Transcribe only part of the material below: the lines from the one containing "Target: collared shirt collar" through the one containing "Mark one point on every instance of the stained", inclusive, exactly as written.

**** SOURCE INFORMATION ****

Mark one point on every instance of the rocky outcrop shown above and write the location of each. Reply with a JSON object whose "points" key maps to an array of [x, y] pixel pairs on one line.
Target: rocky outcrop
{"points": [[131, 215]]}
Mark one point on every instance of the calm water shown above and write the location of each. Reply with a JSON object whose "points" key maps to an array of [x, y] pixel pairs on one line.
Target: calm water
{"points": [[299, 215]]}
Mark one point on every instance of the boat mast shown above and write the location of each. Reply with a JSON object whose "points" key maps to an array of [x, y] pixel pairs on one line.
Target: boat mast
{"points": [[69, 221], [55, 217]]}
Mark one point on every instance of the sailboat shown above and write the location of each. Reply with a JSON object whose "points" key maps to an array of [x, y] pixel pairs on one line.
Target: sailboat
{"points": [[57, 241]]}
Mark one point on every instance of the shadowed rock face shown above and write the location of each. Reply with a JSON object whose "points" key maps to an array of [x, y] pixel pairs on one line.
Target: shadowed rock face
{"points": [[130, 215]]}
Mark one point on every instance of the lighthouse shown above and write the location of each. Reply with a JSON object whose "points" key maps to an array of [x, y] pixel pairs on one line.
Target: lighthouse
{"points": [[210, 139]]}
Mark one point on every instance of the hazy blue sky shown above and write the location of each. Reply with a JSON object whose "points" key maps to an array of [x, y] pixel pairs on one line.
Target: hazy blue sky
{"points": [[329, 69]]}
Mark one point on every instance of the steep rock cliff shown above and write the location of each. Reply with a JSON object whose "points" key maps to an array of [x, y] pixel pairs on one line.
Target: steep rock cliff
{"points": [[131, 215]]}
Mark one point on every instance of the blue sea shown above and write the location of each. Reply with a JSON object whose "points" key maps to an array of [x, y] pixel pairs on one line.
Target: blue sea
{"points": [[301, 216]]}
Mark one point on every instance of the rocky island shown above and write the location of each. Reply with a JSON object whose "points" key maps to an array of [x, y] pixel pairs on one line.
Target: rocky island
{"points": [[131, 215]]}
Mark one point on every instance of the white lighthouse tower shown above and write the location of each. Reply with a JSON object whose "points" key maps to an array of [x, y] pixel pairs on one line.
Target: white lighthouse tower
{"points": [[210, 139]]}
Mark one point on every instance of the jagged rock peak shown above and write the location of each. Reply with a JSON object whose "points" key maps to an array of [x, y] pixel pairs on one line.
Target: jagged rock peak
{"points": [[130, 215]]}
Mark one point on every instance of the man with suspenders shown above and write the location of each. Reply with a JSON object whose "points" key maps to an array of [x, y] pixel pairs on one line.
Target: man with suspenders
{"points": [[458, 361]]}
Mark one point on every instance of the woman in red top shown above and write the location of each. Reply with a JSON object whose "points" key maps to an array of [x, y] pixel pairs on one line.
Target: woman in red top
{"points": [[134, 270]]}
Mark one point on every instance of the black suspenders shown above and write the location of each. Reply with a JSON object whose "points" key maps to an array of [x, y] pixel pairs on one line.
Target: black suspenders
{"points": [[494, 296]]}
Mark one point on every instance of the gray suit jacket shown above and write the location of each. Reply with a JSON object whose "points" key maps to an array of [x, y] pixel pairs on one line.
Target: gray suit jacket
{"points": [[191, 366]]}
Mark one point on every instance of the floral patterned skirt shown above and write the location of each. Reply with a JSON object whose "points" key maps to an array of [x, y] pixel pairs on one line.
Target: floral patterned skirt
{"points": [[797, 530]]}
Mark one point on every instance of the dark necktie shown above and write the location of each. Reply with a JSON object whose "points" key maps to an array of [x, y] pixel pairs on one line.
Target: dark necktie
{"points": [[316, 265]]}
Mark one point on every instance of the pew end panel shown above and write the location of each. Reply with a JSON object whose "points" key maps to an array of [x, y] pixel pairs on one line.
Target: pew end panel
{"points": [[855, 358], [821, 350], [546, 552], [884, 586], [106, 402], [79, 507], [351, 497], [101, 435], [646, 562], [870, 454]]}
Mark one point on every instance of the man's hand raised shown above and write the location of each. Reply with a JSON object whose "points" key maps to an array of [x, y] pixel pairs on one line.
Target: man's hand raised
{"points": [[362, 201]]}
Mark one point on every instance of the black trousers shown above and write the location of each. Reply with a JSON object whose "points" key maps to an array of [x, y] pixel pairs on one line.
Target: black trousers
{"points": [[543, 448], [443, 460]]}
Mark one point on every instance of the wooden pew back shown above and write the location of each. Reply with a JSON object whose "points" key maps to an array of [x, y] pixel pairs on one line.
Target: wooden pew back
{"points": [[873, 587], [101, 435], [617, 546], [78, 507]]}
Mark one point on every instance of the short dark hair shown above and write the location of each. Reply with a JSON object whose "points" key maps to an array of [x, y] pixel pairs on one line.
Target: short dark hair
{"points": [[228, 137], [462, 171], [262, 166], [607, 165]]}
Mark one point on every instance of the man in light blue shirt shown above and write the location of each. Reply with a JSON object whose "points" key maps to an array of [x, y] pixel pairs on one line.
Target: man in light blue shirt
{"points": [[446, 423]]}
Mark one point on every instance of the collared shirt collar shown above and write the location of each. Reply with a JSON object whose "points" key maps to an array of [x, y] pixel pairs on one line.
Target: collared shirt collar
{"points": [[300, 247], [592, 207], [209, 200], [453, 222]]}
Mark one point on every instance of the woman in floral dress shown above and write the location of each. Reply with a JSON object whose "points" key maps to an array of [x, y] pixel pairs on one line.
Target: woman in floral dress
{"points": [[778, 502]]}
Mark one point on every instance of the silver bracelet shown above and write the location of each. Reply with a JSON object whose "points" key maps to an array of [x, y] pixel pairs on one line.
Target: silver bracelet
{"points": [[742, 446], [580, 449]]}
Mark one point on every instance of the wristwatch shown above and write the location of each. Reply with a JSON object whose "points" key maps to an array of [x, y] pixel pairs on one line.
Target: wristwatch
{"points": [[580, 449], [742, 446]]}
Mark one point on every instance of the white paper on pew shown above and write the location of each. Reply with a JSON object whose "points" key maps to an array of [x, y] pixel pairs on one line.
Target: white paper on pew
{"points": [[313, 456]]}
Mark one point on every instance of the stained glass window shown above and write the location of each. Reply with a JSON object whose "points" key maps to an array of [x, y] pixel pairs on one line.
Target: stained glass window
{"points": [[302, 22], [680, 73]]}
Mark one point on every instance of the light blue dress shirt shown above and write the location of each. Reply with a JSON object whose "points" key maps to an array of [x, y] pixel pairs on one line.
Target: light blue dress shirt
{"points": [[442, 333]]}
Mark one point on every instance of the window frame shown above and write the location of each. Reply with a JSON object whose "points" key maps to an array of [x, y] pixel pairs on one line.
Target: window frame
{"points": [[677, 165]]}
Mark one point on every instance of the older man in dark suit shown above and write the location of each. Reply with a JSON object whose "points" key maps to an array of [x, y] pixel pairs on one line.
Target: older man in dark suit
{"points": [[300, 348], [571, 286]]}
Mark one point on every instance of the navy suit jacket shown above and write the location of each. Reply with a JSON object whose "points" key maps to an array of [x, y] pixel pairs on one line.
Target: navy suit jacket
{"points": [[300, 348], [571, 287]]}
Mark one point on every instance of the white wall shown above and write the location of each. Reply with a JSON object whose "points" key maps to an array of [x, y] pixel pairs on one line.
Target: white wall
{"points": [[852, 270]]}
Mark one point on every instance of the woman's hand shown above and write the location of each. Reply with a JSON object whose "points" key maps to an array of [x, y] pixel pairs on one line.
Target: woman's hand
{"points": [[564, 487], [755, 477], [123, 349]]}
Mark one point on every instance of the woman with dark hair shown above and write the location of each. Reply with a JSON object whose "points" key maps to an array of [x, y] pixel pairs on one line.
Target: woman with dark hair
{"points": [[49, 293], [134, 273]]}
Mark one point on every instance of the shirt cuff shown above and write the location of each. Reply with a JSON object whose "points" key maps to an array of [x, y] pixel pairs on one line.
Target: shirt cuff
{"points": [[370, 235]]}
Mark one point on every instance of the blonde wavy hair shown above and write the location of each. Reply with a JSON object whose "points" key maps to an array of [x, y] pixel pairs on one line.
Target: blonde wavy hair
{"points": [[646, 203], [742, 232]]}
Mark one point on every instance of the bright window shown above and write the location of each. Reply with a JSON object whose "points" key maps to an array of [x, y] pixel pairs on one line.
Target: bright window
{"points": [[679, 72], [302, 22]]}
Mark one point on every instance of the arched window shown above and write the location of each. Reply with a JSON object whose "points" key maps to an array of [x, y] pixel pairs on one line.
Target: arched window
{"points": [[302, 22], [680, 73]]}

****

OUTPUT OF THE TASK:
Target: collared shirt collar
{"points": [[300, 247], [592, 207], [209, 200], [453, 222]]}
Mark one point on every instance of the woman in floral dress shown above and write the location of each. Reply with a JSON object whose "points" key maps to an array of [x, y] pixel pairs on one line.
Target: woman in floral dress
{"points": [[778, 502]]}
Mark one point on every instance of the silver bracelet shown above and write the location of each. Reply with a JSON object whose "points" key maps to an array of [x, y] pixel pairs on one line.
Target: silver bracelet
{"points": [[742, 446], [580, 449]]}
Mark one point on every instance of the wristwatch shown above and write the location of each. Reply with a JSON object whose "points" key maps to an array of [x, y] pixel pairs on one line.
Target: wristwatch
{"points": [[580, 449], [742, 446]]}
Mark one point on every instance of the white paper on pew shown above and write the location of each. Reply with a JSON object whose "points" key maps to an array of [x, y] pixel pairs on one line.
Target: white paper on pew
{"points": [[313, 456]]}
Mark one point on every instance of the stained glass window shown above and write the location of each. Reply with a JSON object whose "points" key maps to an array of [x, y] pixel pairs on one line.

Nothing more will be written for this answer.